» Tasks for this exercise:
(a) In the blog post on the future of libraries, what device does the writer routinely use to read books?
(b) Continue the blog post on the future of libraries from the point where it stops.

A librarian proudly forwarded me this "10 reasons why" article about why conventional libraries are unlikely to disappear in the future.
While in general I would be inclined to agree, the article had me shaking my head in a few places. For instance:
Yes, we need the Internet, but in addition to all the scientific, medical, and historical information (when accurate), there is also a cesspool of waste. When young people aren’t getting their sex education off XXX-rated sites, they’re learning politics from the Freeman Web page, or race relations from Klan sites. There is no quality control on the Web, and there isn’t likely to be any.
First of all, putting the Freeman Center for Strategic Studies (a pro-Israel thinktank) on the same plane as the Ku Klux Klan and hardcore pornography would not reflect any political biases on the part of the writer, huh?
Secondly, it's clear that the writer never spent any amount of time in the more serious parts of the blogosphere, where relentless fact-checking is common currency.
Try reading an e-book reader for more than a half-hour. Headaches and eyestrain are the best results. Besides, if what you’re reading is more than two pages long, what do you do? Print it.
Well, buddy: I routinely read books on my Palm m515, which is actually gentler on the eyes than many printed books (particularly softcover editions with small print on yellowed paper). For straight text I prefer it over hardcopy, since I can read wherever and whenever I have spare time. Any material I print out for reading is liable to be scientific papers with oodles of tables and equations: and guess what, those I used to xerox from the journal so I could spread the pages out in front of me on my desk!

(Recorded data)
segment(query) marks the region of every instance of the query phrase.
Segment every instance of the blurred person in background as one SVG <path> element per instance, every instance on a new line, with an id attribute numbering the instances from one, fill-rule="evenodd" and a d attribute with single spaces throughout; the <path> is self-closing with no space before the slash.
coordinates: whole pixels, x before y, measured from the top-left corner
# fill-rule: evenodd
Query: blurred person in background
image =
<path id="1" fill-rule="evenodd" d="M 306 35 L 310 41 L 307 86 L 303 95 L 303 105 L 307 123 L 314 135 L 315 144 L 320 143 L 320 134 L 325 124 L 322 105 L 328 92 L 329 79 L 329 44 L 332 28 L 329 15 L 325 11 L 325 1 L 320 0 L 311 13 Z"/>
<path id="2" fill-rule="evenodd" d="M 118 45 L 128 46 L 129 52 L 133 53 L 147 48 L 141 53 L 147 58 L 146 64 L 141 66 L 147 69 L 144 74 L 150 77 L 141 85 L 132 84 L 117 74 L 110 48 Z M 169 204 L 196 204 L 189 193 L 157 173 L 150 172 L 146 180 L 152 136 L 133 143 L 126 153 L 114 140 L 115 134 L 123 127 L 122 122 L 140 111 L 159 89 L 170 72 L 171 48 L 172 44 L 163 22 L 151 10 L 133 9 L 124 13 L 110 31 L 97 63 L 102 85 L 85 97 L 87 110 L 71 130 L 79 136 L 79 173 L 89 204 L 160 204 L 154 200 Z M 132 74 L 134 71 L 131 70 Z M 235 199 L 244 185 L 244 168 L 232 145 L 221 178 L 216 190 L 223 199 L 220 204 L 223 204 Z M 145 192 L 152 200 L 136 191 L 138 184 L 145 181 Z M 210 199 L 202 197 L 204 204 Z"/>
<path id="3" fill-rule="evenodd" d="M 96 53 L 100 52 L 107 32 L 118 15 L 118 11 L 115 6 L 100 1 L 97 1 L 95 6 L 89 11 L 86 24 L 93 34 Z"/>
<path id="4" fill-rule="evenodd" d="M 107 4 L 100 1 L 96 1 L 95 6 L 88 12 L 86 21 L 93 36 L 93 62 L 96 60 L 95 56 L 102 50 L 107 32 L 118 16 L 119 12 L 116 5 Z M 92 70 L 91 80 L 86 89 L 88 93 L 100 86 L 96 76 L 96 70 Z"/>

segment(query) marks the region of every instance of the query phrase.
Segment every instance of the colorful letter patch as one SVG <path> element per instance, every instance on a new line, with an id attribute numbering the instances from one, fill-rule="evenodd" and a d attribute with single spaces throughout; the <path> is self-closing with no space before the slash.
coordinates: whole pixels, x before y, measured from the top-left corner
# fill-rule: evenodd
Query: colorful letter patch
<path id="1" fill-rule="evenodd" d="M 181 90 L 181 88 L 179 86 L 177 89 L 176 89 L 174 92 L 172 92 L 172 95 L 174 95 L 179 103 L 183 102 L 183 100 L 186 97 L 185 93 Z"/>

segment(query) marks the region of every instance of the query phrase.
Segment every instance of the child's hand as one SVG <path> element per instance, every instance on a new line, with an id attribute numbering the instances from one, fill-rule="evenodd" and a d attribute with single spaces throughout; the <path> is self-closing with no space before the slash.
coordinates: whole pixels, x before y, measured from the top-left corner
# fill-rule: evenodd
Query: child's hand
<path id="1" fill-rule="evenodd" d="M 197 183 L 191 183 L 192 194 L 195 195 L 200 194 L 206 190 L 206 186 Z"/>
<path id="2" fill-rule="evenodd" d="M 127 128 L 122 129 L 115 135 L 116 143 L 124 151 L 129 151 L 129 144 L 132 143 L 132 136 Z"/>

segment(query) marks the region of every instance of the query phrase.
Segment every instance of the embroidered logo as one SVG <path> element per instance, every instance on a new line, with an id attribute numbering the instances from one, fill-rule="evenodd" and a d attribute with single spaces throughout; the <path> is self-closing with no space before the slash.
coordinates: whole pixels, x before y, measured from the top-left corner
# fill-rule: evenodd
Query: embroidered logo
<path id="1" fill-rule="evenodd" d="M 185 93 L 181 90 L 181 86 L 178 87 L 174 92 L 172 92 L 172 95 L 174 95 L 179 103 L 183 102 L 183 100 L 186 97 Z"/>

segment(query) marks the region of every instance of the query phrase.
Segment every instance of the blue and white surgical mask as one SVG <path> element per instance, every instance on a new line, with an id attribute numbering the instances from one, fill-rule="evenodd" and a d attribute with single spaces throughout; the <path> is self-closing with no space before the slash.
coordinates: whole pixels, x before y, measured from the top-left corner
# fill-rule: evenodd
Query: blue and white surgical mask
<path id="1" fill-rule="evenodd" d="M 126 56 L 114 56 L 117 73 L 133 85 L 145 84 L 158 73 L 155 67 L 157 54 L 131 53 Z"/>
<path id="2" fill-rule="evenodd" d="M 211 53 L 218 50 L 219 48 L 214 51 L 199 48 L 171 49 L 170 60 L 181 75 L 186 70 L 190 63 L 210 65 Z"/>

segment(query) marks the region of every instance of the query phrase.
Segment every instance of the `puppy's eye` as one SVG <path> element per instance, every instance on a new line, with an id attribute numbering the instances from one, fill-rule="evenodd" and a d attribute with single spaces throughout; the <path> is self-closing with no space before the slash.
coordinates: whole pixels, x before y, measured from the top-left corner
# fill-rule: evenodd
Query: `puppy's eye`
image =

» Responses in order:
(a) A Palm m515.

(b)
The great boon to libraries has been the digitization of journals. But full-text sites, while grand, aren’t always full. What you don’t know can hurt you: (a) articles on these sites are often missing, among other things, footnotes; (b) tables, graphs, and formulae do not often show up in a readable fashion (especially when printed); and (c) journal titles in a digitized package change regularly, often without warning
I guess I must be living in an alternate universe. All the scientific journals I read offer papers for download in PDF format, which is identical to the printed page. Many of them offer HTML versions of the paper as well, and there criticism (b) applies to some extent --- but thanks to two marvellous initiatives known as CrossRef and Digital Object Identifiers, the "references" thing is changing beyond recognition. In many online papers of recent vintage, you now not only have full footontes, but you can directly jump to the paper being referenced!
This is only one reason why scientific publishing is undergoing a metamorphosis right now. One publishing house (American Institute of Physics) is offering not just its usual journals, but also a number of "virtual journals" which aggregate, from their entire journal pool, articles that focus on a single (often interdisciplinary) subject.
And then there is the Open Access Initiative, which strives to offer freely accessible online editions of scholarly journals.
Indeed, when I was first introduced to the more advanced weblogging tools, I was struck by --- with some authentication and supervision to prevent crank-posting --- how adaptible this format could be to open peer-reviewing of scientific papers (preferably after they have undergone an anonyous reviewing cycle). There are enough issues with the reviewing process as it stands that this may actually be a change for the better.
The cost of having everything digitized is incredibly high, costing tens of millions of dollars just in copyright releases. And this buys only one virtual library at one university. Questia Media, the biggest such outfit, just spent $125 million digitizing 50,000 books released (but not to libraries!) in January [2001].
I don't know how much Amazon spent to digitize tens of thousands of books for which it is offering both full-text search and "look inside" features. But having some acquaintance with such matters, I would venture to say that the cost has dropped sharply since then --- especially if one is willing to outsource to "developing countries". And besides, it's a onetime cost.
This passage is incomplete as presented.